• [About this task]
Read through the entries below and copy each line where "Return" turns up.

• [Provided material]
------
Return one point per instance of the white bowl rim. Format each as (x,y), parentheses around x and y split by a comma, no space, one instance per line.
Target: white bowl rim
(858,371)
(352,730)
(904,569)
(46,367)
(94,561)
------
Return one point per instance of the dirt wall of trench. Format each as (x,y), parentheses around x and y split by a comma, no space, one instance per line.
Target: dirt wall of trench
------
• [Answer to this task]
Return one point per instance of the white bowl rim. Format each as (x,y), parentheses around x and y split by a comma, no space, one instance per line.
Return one point per instance of the dirt wall of trench. Format each as (x,y), parentheses around x and y split by a comma, no space, one instance per line.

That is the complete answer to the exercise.